▶ [What to produce]: Write out all the items below again, switching every "PixelLocator v2" to "PixelLocator v3" and leaving the rest unchanged.

▬▬▬▬▬▬

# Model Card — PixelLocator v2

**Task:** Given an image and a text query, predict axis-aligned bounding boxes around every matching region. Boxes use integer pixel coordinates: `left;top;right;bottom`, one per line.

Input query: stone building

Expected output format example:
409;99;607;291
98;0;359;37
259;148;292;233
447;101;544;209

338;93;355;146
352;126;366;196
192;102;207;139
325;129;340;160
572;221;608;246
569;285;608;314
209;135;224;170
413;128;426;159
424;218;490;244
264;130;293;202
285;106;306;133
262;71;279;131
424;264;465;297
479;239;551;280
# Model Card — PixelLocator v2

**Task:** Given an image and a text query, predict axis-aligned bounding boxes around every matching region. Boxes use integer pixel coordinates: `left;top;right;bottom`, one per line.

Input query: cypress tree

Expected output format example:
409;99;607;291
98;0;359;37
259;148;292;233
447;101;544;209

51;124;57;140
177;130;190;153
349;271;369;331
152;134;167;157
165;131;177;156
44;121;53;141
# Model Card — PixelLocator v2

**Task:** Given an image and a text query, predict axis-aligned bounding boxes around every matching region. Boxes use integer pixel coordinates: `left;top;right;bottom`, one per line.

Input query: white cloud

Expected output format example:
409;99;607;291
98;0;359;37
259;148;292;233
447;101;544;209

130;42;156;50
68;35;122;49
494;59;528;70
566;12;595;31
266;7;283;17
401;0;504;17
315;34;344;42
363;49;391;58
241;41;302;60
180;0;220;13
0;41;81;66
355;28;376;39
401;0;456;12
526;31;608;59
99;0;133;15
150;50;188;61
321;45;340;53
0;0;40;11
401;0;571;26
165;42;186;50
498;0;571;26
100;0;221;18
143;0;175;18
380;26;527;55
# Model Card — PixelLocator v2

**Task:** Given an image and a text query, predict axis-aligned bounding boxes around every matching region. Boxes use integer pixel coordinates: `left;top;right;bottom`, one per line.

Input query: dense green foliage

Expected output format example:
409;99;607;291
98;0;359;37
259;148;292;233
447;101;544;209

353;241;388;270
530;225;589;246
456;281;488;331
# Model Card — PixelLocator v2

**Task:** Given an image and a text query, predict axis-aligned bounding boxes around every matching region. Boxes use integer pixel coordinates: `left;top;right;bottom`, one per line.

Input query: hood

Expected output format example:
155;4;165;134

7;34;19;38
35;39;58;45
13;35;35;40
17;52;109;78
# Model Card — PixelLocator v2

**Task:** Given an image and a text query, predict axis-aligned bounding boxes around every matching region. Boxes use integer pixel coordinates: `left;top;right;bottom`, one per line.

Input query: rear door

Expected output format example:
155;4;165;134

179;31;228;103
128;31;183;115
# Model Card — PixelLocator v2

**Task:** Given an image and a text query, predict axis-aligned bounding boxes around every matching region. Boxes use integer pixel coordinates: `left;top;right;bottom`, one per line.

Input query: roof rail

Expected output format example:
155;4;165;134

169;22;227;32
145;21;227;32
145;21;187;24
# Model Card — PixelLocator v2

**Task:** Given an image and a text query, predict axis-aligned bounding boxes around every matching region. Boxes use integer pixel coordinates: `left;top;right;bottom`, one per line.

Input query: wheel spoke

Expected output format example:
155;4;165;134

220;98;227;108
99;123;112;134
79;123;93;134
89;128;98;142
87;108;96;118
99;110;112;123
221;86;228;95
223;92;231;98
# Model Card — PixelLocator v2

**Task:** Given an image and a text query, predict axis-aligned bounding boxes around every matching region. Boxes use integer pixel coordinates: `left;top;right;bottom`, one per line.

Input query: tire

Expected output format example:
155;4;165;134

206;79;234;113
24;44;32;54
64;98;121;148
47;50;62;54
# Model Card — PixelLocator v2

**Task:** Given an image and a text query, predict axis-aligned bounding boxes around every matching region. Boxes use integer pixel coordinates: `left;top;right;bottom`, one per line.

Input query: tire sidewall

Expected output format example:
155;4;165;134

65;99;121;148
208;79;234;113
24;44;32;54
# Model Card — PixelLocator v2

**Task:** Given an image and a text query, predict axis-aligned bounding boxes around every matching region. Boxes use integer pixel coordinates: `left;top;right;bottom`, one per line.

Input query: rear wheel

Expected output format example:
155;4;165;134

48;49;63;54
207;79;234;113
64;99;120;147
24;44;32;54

▬▬▬▬▬▬

▶ [The reply]:
# Model Card — PixelLocator v3

**Task:** Given an image and a text query, predict axis-aligned bounding boxes around every matching region. Boxes use integer pixel coordinates: `left;top;right;bottom`, one per line.

Input query: stone building

Expected output format example:
409;99;607;291
98;0;359;37
259;148;292;233
447;101;544;209

338;93;355;146
352;126;366;196
192;102;207;139
325;129;340;160
572;221;608;246
569;285;608;314
209;135;224;170
413;128;426;159
424;218;490;244
264;130;293;202
285;106;306;133
262;71;279;131
424;264;465;297
479;239;551;280
# Model Card — PixelLocator v3

**Task:** Given an image and a text query, predict axis-aligned bounding boxes around every matching region. Boxes use integer pixel coordinates: `left;top;right;bottom`, one per line.

Input query: cypress tree

Expected output format example:
409;99;607;291
98;0;359;37
259;148;292;233
447;101;544;209

51;124;57;140
177;130;190;153
349;271;369;331
152;134;167;157
165;131;177;156
44;121;53;141
# Model Card — PixelLocator v3

**Task:** Given an image and a text query, predict axis-aligned bounding boxes around every matching region. Boxes use integer pixel coordinates: `left;top;right;bottom`, one per line.

Input query: white cloud

Expected output format example:
409;99;607;291
98;0;359;37
259;148;292;233
447;101;544;209

130;42;156;50
68;35;122;49
494;59;528;70
566;12;595;31
266;7;283;17
401;0;504;17
315;34;344;42
363;49;391;58
241;41;302;60
180;0;220;13
0;41;81;66
355;28;376;39
401;0;456;12
526;31;608;59
99;0;133;15
150;50;188;61
321;45;340;53
0;0;40;11
401;0;571;26
165;42;186;50
498;0;571;26
100;0;221;18
143;0;175;18
380;26;527;55
# Model Card — PixelLocator v3

**Task:** Given an image and a text query, predict axis-aligned bounding boxes around every matching region. Boxes use integer pixel coordinates: `left;top;right;bottom`, one per line.

Input query: dense green foliage

Expected output format example:
409;99;607;291
98;0;359;37
259;148;292;233
447;101;544;209

353;241;388;270
530;225;589;246
456;281;488;331
# Model Card — PixelLocator v3

**Task:** Given an image and a text query, predict axis-aligned bounding boxes around every matching region. Boxes use integer pixel coordinates: `left;top;right;bottom`, one per line.

Input query: hood

Expected output format example:
155;4;165;134

7;34;19;38
35;39;58;45
13;35;35;40
17;52;109;78
# Model Card — PixelLocator v3

**Task:** Given an image and a text query, predict axis-aligned bounding boxes around every matching region. Boxes use integer pixel coordinates: `left;top;right;bottom`, one per line.

Input query: rear door

Expected output format example:
155;4;165;134

179;31;228;103
128;31;183;115
# Model Card — PixelLocator v3

**Task:** Given an image and a text query, predict axis-aligned bounding boxes around every matching region. Boxes use integer pixel coordinates: `left;top;right;bottom`, one per line.

Input query: roof rail

Expected output format example:
155;4;165;134

169;22;227;32
145;21;227;32
145;21;187;24
# Model Card — PixelLocator v3

**Task:** Given an image and a text query, predict axis-aligned bounding boxes around every matching region. Boxes use integer pixel coordinates: `left;top;right;bottom`, one per line.

Input query: wheel spoke

Expected output format example:
155;4;165;134

220;98;227;108
99;123;112;134
79;123;93;134
89;128;98;142
87;108;96;118
99;110;112;123
221;86;228;95
223;92;231;98
# Model Card — PixelLocator v3

**Task:** Given an image and a text query, predict axis-aligned bounding boxes around every matching region. Boxes use integer pixel coordinates: `left;top;right;bottom`, one per line.

Input query: tire

Expected output format example:
155;4;165;134

206;79;234;113
24;44;32;54
64;98;121;148
47;50;62;54
# Model Card — PixelLocator v3

**Task:** Given an image and a text query, predict axis-aligned bounding boxes around every matching region. Boxes use integer pixel coordinates: `left;top;right;bottom`, one per line.

Input query: tire sidewall

Expected output format example:
155;4;165;134

65;99;121;148
208;79;234;113
24;44;32;54
# Model Card — PixelLocator v3

**Task:** Given an image and a text query, predict axis-aligned bounding boxes around every matching region. Boxes use integer pixel coordinates: `left;top;right;bottom`, one per line.

Input query: rear wheel

Expected output format example:
155;4;165;134

48;49;63;54
207;79;234;113
64;99;120;147
24;44;32;54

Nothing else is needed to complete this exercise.